Exercise description
Filter these records by the string "striped", copying each line that holds it.

Data for this exercise
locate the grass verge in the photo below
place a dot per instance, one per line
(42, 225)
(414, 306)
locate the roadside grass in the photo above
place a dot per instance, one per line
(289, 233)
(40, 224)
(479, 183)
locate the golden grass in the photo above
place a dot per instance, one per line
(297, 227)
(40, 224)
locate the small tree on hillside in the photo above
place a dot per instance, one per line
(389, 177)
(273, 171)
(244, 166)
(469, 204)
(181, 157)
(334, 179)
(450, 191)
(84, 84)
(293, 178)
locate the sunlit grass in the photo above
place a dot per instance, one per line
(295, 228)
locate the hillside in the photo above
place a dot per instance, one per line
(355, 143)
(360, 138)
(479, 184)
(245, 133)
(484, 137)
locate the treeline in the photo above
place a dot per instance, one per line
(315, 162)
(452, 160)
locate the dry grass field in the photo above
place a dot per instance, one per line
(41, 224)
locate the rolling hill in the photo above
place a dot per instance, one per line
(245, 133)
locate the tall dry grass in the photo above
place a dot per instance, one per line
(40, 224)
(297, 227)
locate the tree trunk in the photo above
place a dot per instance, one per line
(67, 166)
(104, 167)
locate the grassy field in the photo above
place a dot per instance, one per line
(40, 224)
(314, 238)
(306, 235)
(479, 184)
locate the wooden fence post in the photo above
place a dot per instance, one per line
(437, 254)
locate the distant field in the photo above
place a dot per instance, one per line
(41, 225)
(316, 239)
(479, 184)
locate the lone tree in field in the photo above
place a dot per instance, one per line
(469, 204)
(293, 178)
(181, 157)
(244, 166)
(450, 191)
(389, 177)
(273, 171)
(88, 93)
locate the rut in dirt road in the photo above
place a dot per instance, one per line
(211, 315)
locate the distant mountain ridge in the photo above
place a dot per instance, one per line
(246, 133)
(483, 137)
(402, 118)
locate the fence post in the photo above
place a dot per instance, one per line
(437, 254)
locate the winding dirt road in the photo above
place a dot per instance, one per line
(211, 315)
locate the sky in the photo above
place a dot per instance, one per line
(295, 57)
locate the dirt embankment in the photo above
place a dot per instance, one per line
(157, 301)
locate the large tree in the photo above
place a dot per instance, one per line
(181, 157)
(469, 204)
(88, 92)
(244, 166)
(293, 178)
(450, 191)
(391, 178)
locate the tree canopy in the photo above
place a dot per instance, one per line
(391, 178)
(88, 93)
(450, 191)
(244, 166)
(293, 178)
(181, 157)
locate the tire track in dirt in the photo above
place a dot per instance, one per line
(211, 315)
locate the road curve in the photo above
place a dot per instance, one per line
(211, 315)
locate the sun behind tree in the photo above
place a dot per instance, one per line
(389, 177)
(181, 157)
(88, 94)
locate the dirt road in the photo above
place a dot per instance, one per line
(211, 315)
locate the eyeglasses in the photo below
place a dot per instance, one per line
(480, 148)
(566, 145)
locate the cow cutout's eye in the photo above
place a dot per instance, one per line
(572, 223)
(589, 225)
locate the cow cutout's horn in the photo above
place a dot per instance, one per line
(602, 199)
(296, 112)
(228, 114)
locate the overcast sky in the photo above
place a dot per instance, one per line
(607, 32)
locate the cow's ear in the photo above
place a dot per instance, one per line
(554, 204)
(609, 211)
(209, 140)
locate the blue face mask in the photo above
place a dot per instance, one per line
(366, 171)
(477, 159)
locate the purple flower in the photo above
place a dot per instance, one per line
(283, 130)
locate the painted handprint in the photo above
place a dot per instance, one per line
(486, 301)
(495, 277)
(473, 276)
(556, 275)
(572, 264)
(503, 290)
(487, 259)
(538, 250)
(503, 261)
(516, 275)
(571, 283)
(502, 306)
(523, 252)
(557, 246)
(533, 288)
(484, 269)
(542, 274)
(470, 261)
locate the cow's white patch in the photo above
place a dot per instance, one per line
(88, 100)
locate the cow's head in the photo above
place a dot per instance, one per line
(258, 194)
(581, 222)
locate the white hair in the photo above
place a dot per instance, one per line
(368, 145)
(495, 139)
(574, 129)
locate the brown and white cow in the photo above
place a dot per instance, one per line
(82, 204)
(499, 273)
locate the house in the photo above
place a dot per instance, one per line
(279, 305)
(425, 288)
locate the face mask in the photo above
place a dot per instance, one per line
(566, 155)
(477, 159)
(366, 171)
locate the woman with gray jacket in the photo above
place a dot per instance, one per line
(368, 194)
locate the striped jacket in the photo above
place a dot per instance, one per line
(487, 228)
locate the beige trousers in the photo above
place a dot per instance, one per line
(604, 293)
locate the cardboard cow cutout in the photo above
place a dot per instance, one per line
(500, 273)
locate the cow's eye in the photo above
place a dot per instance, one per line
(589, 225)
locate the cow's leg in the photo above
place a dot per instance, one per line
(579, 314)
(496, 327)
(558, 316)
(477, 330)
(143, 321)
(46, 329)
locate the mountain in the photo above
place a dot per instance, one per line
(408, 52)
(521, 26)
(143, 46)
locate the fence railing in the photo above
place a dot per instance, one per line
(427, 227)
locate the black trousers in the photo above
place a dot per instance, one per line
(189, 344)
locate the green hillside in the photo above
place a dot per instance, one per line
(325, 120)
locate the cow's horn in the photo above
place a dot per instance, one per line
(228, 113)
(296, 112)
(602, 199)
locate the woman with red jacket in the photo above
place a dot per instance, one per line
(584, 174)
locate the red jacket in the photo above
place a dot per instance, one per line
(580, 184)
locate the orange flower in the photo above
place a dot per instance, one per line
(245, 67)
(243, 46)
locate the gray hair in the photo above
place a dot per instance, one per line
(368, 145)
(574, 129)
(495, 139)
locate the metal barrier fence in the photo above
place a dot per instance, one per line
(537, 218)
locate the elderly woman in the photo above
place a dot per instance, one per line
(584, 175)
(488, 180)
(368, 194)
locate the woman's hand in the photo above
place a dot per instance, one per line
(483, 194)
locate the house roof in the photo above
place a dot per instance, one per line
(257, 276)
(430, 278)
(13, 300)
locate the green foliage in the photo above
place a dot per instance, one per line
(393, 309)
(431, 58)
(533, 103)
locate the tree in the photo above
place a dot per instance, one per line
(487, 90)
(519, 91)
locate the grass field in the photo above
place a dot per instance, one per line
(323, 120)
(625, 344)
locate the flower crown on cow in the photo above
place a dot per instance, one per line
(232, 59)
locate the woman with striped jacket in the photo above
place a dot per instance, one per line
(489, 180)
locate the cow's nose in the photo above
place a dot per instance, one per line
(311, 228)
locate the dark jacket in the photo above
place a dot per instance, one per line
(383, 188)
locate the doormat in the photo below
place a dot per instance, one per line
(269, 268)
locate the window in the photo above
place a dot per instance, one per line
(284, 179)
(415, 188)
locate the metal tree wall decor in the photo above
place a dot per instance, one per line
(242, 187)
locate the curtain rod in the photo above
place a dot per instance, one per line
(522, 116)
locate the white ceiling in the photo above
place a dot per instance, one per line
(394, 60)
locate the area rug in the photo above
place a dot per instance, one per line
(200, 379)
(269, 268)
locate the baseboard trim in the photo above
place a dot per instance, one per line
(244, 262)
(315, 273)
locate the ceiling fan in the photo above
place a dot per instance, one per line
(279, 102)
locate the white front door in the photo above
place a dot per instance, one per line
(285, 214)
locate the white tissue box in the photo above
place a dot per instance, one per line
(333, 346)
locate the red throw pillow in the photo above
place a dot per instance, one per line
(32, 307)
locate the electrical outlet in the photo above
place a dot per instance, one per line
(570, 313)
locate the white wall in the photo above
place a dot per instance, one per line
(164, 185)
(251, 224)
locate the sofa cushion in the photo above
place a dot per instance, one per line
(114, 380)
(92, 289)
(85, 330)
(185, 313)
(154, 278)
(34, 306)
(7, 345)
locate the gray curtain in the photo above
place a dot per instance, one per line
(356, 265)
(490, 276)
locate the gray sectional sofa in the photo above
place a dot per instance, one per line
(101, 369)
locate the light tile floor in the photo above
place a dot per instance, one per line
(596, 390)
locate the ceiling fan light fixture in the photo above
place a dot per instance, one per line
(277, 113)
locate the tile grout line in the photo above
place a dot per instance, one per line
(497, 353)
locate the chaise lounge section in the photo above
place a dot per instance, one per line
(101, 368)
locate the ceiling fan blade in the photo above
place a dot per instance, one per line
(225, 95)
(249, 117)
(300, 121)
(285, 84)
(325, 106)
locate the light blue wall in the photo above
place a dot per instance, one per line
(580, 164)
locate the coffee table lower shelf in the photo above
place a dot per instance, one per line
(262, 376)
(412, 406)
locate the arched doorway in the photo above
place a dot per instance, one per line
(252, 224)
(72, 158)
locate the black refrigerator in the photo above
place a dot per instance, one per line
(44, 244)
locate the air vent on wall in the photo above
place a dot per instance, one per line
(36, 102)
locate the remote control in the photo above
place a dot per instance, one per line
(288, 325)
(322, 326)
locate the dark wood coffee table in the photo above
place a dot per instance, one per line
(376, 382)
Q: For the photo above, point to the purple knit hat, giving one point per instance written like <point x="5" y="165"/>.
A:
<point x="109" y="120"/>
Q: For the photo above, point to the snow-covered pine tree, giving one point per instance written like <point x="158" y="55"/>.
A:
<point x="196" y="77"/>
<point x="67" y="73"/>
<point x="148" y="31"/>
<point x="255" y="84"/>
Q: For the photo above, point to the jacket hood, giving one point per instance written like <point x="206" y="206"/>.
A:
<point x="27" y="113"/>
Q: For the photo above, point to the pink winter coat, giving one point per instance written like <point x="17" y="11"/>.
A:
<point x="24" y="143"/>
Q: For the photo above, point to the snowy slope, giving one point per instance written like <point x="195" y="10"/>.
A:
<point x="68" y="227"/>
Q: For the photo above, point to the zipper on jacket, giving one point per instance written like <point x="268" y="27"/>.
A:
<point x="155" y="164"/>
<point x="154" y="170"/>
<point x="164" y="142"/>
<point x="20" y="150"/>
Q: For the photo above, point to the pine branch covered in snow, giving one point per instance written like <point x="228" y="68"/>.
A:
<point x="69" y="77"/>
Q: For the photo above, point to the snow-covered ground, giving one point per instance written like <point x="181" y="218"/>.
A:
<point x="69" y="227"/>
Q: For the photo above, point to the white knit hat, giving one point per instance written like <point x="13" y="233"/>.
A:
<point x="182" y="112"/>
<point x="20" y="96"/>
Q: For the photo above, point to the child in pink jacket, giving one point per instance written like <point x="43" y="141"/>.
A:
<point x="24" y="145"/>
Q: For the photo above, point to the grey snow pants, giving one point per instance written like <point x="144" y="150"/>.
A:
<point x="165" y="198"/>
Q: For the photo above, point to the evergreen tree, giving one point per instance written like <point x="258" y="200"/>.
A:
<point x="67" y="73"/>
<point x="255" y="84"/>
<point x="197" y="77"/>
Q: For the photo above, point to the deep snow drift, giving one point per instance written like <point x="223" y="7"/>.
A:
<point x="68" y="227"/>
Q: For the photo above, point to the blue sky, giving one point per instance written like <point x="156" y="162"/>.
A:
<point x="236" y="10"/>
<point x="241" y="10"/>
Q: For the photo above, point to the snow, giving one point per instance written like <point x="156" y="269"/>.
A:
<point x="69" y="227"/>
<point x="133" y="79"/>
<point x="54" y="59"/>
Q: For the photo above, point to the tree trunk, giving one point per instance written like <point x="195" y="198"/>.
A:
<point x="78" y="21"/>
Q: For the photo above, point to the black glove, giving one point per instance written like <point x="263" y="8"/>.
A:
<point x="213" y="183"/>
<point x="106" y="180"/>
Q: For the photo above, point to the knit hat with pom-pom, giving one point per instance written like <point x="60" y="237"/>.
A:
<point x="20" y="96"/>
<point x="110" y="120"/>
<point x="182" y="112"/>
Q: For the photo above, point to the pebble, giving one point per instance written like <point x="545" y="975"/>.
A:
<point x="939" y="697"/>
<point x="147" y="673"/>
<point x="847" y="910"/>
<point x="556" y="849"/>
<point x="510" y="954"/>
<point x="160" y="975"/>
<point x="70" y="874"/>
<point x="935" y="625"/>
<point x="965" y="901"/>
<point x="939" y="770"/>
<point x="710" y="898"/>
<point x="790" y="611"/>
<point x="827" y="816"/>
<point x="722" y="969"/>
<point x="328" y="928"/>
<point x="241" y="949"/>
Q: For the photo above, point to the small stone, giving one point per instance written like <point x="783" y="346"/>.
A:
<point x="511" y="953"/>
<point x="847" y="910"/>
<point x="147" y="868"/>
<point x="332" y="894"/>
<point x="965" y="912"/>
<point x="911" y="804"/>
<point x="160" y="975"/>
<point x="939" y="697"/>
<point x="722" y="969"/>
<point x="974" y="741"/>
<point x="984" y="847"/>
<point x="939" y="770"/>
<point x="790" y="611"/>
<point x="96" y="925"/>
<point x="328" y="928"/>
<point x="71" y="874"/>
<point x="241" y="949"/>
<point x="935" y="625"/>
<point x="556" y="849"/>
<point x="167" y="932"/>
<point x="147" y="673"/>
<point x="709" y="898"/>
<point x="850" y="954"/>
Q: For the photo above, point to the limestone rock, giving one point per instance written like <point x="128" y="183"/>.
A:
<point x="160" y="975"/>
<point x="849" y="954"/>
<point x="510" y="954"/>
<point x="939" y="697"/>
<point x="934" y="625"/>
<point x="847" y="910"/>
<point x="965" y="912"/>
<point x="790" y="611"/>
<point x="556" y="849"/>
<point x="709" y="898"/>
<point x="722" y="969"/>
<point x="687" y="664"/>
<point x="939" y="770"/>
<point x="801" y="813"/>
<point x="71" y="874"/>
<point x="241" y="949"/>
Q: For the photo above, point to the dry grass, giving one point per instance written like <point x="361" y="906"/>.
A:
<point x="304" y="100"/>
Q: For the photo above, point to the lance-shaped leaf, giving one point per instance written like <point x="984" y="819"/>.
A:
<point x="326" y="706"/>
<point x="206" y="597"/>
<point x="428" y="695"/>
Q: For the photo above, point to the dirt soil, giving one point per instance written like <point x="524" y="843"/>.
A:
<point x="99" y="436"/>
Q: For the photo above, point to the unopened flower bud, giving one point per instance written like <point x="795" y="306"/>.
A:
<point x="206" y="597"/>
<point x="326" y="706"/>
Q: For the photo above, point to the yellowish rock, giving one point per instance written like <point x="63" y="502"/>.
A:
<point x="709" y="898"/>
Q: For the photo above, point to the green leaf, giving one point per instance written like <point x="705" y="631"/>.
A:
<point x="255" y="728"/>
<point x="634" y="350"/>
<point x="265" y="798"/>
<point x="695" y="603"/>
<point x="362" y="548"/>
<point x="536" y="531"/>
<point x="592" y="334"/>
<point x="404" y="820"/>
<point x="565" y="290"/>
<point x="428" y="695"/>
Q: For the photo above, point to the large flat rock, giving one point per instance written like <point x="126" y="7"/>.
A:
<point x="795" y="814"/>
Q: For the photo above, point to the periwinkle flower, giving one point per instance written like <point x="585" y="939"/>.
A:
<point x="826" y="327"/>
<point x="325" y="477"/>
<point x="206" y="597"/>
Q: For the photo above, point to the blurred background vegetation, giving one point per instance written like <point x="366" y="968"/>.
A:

Output below
locate the striped jacket in the photo above
locate the woman with striped jacket in the photo above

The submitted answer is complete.